* [The problem] Reproduce the following records exactly from the line containing "blurred background -> masks, each instance" onward, ending with the last line and including it.

(Data listing)

━━━━━━━━

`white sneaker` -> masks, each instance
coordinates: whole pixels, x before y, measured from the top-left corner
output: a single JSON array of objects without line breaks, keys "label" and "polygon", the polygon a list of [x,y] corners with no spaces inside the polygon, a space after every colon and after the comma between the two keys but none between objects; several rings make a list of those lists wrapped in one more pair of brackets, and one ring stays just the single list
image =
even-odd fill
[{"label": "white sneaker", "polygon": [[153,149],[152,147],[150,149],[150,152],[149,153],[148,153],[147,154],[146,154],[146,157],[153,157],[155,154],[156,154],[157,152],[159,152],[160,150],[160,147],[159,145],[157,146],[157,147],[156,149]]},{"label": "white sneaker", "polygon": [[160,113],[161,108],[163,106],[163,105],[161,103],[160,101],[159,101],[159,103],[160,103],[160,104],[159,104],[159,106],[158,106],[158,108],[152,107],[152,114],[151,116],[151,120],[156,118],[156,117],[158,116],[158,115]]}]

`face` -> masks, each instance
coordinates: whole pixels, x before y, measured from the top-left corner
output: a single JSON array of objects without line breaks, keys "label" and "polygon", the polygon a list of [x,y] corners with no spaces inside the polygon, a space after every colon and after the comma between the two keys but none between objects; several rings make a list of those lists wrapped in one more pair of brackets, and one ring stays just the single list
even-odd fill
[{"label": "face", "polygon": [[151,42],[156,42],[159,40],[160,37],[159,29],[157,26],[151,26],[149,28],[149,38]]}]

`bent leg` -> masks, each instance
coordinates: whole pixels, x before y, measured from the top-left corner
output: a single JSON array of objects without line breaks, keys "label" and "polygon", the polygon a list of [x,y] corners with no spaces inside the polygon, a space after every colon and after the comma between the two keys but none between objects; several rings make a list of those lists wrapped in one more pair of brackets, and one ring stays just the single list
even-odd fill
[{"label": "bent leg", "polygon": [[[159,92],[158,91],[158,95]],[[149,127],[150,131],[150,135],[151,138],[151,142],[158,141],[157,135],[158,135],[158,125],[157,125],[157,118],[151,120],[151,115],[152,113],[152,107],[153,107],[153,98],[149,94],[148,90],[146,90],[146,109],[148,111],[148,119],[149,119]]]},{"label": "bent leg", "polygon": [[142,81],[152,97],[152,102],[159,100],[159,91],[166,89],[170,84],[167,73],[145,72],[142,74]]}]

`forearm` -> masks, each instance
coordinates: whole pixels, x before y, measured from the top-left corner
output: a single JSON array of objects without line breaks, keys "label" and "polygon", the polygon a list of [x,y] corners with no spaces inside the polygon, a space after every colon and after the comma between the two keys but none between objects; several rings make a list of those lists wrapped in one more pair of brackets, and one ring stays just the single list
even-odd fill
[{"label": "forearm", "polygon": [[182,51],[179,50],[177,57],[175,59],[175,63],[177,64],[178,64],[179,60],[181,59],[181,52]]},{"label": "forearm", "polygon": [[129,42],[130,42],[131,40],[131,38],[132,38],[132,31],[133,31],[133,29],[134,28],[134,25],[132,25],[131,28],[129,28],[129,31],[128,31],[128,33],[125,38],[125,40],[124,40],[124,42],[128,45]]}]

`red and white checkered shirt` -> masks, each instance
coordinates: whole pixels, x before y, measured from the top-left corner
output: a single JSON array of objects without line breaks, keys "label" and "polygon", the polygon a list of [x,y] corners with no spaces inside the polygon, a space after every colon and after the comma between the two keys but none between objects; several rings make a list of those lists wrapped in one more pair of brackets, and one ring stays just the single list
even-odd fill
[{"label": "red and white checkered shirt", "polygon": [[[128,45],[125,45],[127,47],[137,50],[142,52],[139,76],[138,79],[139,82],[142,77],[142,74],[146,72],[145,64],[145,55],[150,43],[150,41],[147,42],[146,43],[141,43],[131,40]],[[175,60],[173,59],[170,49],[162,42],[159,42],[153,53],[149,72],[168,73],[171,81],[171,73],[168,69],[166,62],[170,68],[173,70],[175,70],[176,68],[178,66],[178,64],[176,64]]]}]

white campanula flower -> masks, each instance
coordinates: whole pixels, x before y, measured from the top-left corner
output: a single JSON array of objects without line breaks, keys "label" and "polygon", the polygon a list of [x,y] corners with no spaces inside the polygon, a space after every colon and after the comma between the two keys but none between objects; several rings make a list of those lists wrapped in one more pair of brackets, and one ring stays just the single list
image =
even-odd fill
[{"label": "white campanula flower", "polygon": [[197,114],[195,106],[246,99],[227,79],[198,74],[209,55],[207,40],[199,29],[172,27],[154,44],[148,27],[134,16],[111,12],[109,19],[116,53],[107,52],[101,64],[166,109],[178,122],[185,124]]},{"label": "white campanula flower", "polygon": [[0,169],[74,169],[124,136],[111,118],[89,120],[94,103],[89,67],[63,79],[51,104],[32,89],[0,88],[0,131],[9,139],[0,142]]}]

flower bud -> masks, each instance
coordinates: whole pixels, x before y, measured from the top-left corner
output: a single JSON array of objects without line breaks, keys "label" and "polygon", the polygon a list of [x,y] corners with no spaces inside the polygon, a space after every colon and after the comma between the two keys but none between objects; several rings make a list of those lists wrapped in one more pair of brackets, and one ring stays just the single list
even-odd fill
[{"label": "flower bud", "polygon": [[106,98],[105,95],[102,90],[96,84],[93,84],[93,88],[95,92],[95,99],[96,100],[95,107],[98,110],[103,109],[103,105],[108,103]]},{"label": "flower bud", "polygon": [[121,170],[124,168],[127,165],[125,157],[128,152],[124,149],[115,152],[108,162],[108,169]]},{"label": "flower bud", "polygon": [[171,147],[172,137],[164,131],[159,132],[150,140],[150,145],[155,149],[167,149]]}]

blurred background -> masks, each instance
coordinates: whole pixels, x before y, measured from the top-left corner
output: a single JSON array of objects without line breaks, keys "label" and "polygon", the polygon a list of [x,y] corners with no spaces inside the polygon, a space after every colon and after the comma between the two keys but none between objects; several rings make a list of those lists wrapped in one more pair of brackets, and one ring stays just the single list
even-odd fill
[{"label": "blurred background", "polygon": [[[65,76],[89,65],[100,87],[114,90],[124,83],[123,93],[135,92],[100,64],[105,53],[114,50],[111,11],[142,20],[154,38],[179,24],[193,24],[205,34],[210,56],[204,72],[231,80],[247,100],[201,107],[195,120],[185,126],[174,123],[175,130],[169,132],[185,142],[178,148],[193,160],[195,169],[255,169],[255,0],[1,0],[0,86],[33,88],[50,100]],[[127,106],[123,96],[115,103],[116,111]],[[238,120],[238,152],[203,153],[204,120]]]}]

━━━━━━━━

* [Solution to the exercise]
blurred background -> masks, each instance
coordinates: whole pixels, x before y, measured from the top-left corner
output: a single JSON array of objects without line breaks, keys "label" and "polygon", the polygon a list of [x,y] corners with no spaces inside the polygon, a space after every colon and after the comma between the two keys but none between objects; several rings make a list of those lists wrapped in one more pair of brackets, and one ring stays just the single list
even-odd fill
[{"label": "blurred background", "polygon": [[[65,76],[89,65],[100,87],[114,90],[124,83],[123,93],[135,92],[100,64],[105,53],[114,50],[111,11],[142,20],[154,38],[179,24],[193,24],[205,34],[210,56],[204,72],[231,80],[247,100],[201,107],[195,120],[185,126],[174,123],[175,130],[169,132],[185,142],[178,148],[193,160],[195,169],[255,169],[255,0],[1,0],[0,86],[33,88],[50,100]],[[127,106],[123,96],[115,103],[116,111]],[[238,120],[238,152],[203,153],[204,120]]]}]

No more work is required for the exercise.